## DATASET RECORDS
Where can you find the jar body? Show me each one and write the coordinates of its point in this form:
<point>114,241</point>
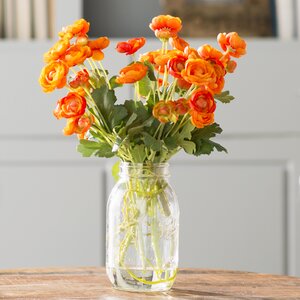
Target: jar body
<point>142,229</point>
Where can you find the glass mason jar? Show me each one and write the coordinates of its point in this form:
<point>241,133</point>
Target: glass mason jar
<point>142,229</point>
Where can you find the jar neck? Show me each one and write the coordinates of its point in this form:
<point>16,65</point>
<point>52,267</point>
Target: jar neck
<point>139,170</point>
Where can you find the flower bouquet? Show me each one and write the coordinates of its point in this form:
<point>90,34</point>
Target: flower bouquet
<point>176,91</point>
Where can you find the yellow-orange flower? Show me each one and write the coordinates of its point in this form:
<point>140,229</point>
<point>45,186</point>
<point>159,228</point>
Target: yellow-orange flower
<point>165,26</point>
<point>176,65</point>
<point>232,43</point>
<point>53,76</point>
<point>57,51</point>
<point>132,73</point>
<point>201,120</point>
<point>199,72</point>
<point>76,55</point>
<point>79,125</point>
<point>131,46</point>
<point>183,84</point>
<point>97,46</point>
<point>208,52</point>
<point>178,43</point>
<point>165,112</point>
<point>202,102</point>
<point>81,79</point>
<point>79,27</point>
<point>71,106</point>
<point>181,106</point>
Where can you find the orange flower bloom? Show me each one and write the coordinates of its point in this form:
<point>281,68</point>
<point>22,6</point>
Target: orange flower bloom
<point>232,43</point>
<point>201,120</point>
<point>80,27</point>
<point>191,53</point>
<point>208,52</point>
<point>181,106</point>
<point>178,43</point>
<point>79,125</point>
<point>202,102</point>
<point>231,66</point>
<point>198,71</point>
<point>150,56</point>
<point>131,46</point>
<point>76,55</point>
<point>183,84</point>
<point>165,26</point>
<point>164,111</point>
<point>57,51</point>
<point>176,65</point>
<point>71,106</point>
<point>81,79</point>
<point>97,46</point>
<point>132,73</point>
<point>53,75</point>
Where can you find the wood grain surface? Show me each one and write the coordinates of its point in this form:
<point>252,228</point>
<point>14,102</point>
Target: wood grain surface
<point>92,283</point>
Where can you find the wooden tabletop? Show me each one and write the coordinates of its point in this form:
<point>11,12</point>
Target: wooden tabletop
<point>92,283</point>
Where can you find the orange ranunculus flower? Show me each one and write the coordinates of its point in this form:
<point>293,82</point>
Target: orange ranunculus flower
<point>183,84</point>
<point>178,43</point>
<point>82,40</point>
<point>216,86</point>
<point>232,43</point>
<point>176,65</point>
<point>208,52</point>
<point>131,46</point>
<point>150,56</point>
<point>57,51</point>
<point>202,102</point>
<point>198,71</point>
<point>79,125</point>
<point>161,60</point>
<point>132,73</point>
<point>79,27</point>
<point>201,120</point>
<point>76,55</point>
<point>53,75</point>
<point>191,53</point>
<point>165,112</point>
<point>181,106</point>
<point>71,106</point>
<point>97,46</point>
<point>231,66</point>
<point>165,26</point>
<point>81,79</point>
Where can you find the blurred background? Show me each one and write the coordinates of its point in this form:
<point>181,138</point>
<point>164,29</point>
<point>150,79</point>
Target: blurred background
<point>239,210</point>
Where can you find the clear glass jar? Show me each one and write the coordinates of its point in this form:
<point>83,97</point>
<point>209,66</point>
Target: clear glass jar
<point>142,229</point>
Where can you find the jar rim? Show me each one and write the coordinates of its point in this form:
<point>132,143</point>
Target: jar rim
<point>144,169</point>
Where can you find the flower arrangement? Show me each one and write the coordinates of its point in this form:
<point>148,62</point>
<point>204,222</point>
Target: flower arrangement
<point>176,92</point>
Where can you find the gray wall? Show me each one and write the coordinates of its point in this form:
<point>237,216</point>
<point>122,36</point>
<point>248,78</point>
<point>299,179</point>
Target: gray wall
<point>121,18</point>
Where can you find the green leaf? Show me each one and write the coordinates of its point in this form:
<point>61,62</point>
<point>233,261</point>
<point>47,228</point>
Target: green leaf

## TASK TO COMPLETE
Swap "jar rim" for "jar lip" in everything from the line containing "Where can you find the clear" down to the end of the records, and give back only those lines with nothing else altered.

## THE SOLUTION
Where can you find the clear glass jar? Show me each one and write the coordinates of its point in this form:
<point>83,97</point>
<point>209,66</point>
Target: clear glass jar
<point>142,229</point>
Where can you find the jar lip? Show me each one and write the coordinates of its point in this form:
<point>132,143</point>
Target: jar lip
<point>144,169</point>
Where can you find the flower arrangement? Show me each one and write the coordinates of its point in this form:
<point>148,62</point>
<point>204,222</point>
Target: flower arrangement
<point>176,92</point>
Where can you find the gray wall? Show me each one and write the coordinates of its point in this form:
<point>237,216</point>
<point>122,36</point>
<point>248,78</point>
<point>299,179</point>
Target: gray wall
<point>121,18</point>
Where can you find the green leaf? Show me each one and write the coordinates of its point in this form:
<point>61,62</point>
<point>233,261</point>
<point>47,228</point>
Target: green leaf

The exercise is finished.